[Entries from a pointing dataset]

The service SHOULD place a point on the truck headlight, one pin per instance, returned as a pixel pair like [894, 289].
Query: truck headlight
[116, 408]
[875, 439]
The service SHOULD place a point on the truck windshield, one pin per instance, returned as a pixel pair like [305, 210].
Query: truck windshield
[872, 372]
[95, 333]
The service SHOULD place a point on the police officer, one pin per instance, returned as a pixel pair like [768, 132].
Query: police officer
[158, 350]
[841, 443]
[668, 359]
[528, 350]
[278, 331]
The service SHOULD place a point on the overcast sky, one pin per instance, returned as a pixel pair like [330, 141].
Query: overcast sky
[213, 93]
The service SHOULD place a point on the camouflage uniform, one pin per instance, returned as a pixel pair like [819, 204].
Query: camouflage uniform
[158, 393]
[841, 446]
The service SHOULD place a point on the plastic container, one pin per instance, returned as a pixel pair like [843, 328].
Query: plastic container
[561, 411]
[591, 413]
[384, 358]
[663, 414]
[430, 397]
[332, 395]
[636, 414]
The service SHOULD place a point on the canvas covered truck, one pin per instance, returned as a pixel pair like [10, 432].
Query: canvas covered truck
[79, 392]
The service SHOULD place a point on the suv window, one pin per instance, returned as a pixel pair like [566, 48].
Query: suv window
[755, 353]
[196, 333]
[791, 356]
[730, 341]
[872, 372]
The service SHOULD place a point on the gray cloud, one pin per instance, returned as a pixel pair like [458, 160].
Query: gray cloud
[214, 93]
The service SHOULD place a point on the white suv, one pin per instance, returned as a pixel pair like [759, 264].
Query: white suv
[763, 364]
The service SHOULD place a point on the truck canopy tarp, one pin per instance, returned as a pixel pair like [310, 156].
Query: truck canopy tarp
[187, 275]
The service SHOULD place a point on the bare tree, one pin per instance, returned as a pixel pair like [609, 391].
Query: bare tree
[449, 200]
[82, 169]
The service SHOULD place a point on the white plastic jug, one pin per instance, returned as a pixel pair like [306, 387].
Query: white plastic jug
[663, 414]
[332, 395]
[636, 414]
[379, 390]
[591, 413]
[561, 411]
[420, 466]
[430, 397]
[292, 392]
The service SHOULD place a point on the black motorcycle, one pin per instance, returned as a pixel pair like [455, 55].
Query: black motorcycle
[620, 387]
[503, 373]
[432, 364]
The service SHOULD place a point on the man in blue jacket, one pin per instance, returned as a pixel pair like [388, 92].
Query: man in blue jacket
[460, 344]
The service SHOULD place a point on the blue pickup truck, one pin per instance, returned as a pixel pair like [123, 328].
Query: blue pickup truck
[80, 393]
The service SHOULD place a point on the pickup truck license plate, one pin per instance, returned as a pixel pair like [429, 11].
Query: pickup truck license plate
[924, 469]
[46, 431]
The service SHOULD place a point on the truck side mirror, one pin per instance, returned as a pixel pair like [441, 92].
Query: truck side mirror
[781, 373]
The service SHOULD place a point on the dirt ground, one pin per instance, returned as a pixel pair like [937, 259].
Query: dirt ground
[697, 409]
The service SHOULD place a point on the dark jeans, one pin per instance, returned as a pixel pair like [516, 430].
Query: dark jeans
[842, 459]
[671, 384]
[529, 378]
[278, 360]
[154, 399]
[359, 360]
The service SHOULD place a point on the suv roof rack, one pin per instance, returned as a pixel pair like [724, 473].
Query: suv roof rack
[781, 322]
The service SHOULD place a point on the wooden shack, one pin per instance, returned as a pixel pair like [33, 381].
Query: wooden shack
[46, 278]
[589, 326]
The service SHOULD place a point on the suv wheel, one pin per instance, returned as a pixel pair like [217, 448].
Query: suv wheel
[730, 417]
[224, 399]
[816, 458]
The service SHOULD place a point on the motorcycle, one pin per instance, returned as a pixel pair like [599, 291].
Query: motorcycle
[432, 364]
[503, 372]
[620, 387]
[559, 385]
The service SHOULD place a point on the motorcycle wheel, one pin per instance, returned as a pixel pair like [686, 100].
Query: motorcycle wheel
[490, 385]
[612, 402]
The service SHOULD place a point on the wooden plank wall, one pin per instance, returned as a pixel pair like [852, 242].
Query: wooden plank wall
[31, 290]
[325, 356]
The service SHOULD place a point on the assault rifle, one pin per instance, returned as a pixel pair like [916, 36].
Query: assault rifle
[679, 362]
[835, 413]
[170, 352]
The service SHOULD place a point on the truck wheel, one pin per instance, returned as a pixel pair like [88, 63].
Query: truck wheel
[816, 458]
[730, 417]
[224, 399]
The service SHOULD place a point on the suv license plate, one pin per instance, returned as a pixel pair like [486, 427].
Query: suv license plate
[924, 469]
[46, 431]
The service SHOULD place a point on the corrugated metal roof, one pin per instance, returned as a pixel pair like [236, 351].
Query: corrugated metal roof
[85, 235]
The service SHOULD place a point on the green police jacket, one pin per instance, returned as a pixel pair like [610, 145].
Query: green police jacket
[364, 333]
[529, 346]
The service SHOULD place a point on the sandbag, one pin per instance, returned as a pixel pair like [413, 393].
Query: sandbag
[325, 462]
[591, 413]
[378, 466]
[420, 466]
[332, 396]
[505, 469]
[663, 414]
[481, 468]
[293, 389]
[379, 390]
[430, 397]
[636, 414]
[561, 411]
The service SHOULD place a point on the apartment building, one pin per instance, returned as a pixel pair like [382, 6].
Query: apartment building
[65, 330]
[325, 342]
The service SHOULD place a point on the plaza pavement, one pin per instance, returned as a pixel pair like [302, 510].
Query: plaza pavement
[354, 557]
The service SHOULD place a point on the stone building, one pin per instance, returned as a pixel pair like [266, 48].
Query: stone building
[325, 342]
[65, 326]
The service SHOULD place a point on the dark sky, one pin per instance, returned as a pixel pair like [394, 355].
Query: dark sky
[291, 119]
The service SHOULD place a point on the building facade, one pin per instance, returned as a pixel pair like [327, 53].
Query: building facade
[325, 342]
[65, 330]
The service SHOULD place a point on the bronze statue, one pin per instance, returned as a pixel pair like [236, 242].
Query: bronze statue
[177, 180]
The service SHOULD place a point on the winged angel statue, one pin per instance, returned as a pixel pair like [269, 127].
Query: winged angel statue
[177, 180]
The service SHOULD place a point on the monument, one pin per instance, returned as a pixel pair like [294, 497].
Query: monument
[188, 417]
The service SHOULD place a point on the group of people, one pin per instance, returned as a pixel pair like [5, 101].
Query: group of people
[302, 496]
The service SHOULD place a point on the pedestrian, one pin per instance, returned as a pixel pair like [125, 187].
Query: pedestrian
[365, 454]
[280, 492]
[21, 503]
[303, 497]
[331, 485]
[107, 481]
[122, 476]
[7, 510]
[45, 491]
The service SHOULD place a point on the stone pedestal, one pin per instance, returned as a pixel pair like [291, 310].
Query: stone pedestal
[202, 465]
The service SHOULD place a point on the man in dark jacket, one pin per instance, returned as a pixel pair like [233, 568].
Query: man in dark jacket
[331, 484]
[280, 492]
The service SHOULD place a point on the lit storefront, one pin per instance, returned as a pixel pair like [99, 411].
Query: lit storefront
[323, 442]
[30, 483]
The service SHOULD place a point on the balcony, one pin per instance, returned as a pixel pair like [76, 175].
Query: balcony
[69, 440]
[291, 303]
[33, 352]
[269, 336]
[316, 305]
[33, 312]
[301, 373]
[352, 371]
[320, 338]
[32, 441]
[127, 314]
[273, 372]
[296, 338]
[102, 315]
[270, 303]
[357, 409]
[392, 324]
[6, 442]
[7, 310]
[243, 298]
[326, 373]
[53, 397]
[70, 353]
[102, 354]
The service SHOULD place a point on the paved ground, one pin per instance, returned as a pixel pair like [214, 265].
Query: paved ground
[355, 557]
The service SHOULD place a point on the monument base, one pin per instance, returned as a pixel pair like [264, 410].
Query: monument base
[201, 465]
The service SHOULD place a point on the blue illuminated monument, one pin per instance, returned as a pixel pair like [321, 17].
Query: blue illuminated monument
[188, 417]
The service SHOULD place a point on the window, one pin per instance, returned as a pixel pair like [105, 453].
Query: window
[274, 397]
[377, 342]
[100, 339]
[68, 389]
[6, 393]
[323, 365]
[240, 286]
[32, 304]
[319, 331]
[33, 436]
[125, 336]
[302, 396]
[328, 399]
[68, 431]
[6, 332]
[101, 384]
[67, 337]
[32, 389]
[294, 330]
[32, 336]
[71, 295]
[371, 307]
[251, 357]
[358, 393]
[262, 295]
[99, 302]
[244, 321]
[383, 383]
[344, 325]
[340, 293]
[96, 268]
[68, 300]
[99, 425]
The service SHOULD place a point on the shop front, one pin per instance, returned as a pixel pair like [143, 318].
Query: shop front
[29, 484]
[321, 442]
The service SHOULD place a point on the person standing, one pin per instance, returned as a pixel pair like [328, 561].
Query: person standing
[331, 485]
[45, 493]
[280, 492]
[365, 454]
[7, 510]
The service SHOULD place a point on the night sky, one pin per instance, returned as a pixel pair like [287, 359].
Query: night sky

● **Task to carry out**
Retype exactly the lines from the one containing "The service SHOULD place a point on the stone pedestal, one" through the last line of the records above, including both.

● **Solution to this task**
The service SHOULD place a point on the stone pedestal, one pin per instance, returned as a pixel pair like [291, 310].
Query: stone pedestal
[202, 465]
The service SHOULD place a point on the man in dark jacket, one pin per instance, returned as a pixel pair like [233, 568].
Query: man in dark jacket
[331, 484]
[280, 492]
The service SHOULD place a point on the lit storefront, one pin per instance, returned as a pixel pair like [99, 411].
Query: lit storefront
[323, 442]
[30, 483]
The service SHOULD place a point on the balcony, one pin per instance, returned as a pixel pair like [76, 175].
Query: balcony
[69, 440]
[291, 303]
[33, 352]
[269, 336]
[316, 305]
[33, 312]
[301, 373]
[352, 371]
[320, 338]
[32, 441]
[127, 314]
[273, 372]
[296, 338]
[102, 315]
[270, 303]
[357, 409]
[392, 324]
[6, 442]
[7, 310]
[243, 298]
[326, 373]
[53, 397]
[70, 353]
[102, 354]
The service SHOULD place a point on the paved ground, one pin per instance, returned as a pixel pair like [214, 265].
Query: paved ground
[355, 557]
The service SHOULD place a point on the monument base, one pin per instance, returned as a pixel pair like [264, 410].
Query: monument base
[201, 465]
The service SHOULD place a point on the blue illuminated monument, one pin per instance, returned as a pixel pair like [321, 17].
Query: blue illuminated monument
[188, 417]
The service SHOULD place a point on the window, one pin per instance, returned as a pixel pair like [105, 453].
Query: window
[274, 397]
[377, 342]
[100, 339]
[68, 389]
[6, 393]
[323, 365]
[240, 286]
[32, 304]
[319, 331]
[33, 436]
[125, 336]
[302, 396]
[328, 399]
[68, 431]
[6, 332]
[101, 384]
[67, 337]
[32, 389]
[294, 330]
[32, 336]
[71, 295]
[371, 307]
[251, 357]
[358, 393]
[262, 295]
[99, 302]
[244, 321]
[383, 383]
[344, 325]
[340, 293]
[96, 268]
[68, 300]
[99, 425]
The service SHOULD place a point on the shop front, one pin per instance, returned as a pixel pair like [143, 318].
Query: shop front
[29, 484]
[321, 442]
The service SHOULD place a point on the person standing, one pin per instance, returned as a pixel pair like [328, 561].
Query: person standing
[331, 485]
[45, 493]
[280, 492]
[365, 454]
[7, 510]
The service SHOULD place a point on the night sky, one pin per instance, returned as a pixel pair like [287, 359].
Query: night sky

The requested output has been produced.